TAREA 1: Según el texto sobre la película The Wall, ¿qué actriz pone rostro a “Young Lust”?
TAREA 2: Extrae del texto sobre la película The Wall el fragmento que empieza en las palabras “En fin, en ese” y acaba después de “The Wall, claro.”, sin cambiar nada.

Lo que resulta difícil, eso sí, es digerir el veredicto por la negativa de Gilmour sobre la película. A su favor gravita que él es él, claro. Y es a quien el mundo le debe uno de los mejores temas del mundo como “Comfortably Numb”, más “Run Like Hell” y otro de muy buena factura como “Young Lust”, que no estaban en la maqueta inicial del disco. Pero la música del film, contrario a lo que sostiene el guitarrista, es sencillamente conmovedora. Suma respecto de la del disco, publicado dos años antes, y el contraargumento pasa por varios aspectos a enumerar: la incorporación de “When the Tigers Broke Free” es un hallazgo que imprime un abismal dramatismo al relato, tanto como la versión completamente reformada de “Mother”, con sus latidos de corazón en tensión, una especie de cajita de música con sonido a fiebre infantil, y una impronta acústica más austera y melancólica que original.
Otro “pequeño detalle” es la mutación recíproca entre “Empty Spaces” y “What Shall We Do Now?”, con las plantas de Gerald Scarfe copulando, que por supuesto suman espesura a la narración, al igual que la belleza de “Young Lust” -cuyo rostro es el de la inolvidable Jenny Wright-, los teclados apagados, abismales, de “Don't Leave Me Now”, y su desesperado pedido de ayuda; la profundidad acústica de “Hey You Is There” y la regrabación de uno de los temas cortos más hermosos de historia: “Stop”.
En fin, en ese vaivén de miradas encontradas resultaThe Wall. En esas paradojas. En esa tensión que siempre preocupa a los historiadores de la rama que fuere: la tirantez entre lo universal permanente y lo coyuntural estricto. Entre lo perdurable y lo cambiante. Lo que pertenece a una época y no a otra. O bien a todas. Y de las dos tiene The Wall, claro.

FRAGMENTOS DE REGISTROS:
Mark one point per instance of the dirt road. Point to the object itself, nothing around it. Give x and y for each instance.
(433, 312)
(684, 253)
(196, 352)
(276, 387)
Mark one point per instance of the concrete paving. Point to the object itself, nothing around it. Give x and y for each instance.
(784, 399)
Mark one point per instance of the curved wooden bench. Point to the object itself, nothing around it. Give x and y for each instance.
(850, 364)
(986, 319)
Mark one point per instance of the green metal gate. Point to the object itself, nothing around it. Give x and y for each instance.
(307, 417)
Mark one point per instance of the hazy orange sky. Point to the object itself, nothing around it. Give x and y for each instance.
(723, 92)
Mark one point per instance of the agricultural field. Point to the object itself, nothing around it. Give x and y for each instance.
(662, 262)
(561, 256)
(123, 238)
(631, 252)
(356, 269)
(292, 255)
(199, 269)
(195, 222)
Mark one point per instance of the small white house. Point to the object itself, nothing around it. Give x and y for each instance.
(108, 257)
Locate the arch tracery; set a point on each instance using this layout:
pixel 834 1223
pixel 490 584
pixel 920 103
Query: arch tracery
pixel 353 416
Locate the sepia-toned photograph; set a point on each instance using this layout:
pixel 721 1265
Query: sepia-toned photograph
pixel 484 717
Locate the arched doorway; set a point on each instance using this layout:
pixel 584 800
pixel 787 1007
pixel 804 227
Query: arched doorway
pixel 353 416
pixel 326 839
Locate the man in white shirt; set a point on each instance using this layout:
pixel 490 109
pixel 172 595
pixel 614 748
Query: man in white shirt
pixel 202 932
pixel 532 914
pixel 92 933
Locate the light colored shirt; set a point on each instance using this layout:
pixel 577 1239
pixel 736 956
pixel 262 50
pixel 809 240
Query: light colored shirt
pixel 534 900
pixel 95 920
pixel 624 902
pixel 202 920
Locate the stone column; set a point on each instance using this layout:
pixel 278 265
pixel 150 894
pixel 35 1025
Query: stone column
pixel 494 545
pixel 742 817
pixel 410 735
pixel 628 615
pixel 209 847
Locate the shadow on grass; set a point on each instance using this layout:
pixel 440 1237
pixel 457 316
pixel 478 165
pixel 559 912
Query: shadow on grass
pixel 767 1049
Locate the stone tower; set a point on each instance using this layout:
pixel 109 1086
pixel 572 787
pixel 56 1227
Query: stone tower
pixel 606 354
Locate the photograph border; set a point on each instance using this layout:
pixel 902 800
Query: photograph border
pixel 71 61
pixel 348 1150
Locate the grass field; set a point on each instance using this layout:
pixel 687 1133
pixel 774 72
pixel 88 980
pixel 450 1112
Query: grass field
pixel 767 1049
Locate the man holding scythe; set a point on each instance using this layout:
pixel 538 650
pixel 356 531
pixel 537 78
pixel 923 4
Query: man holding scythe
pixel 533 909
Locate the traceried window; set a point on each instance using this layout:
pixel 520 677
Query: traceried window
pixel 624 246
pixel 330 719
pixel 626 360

RESPUESTA 1: Jenny Wright.

RESPUESTA 2:
En fin, en ese vaivén de miradas encontradas resultaThe Wall. En esas paradojas. En esa tensión que siempre preocupa a los historiadores de la rama que fuere: la tirantez entre lo universal permanente y lo coyuntural estricto. Entre lo perdurable y lo cambiante. Lo que pertenece a una época y no a otra. O bien a todas. Y de las dos tiene The Wall, claro.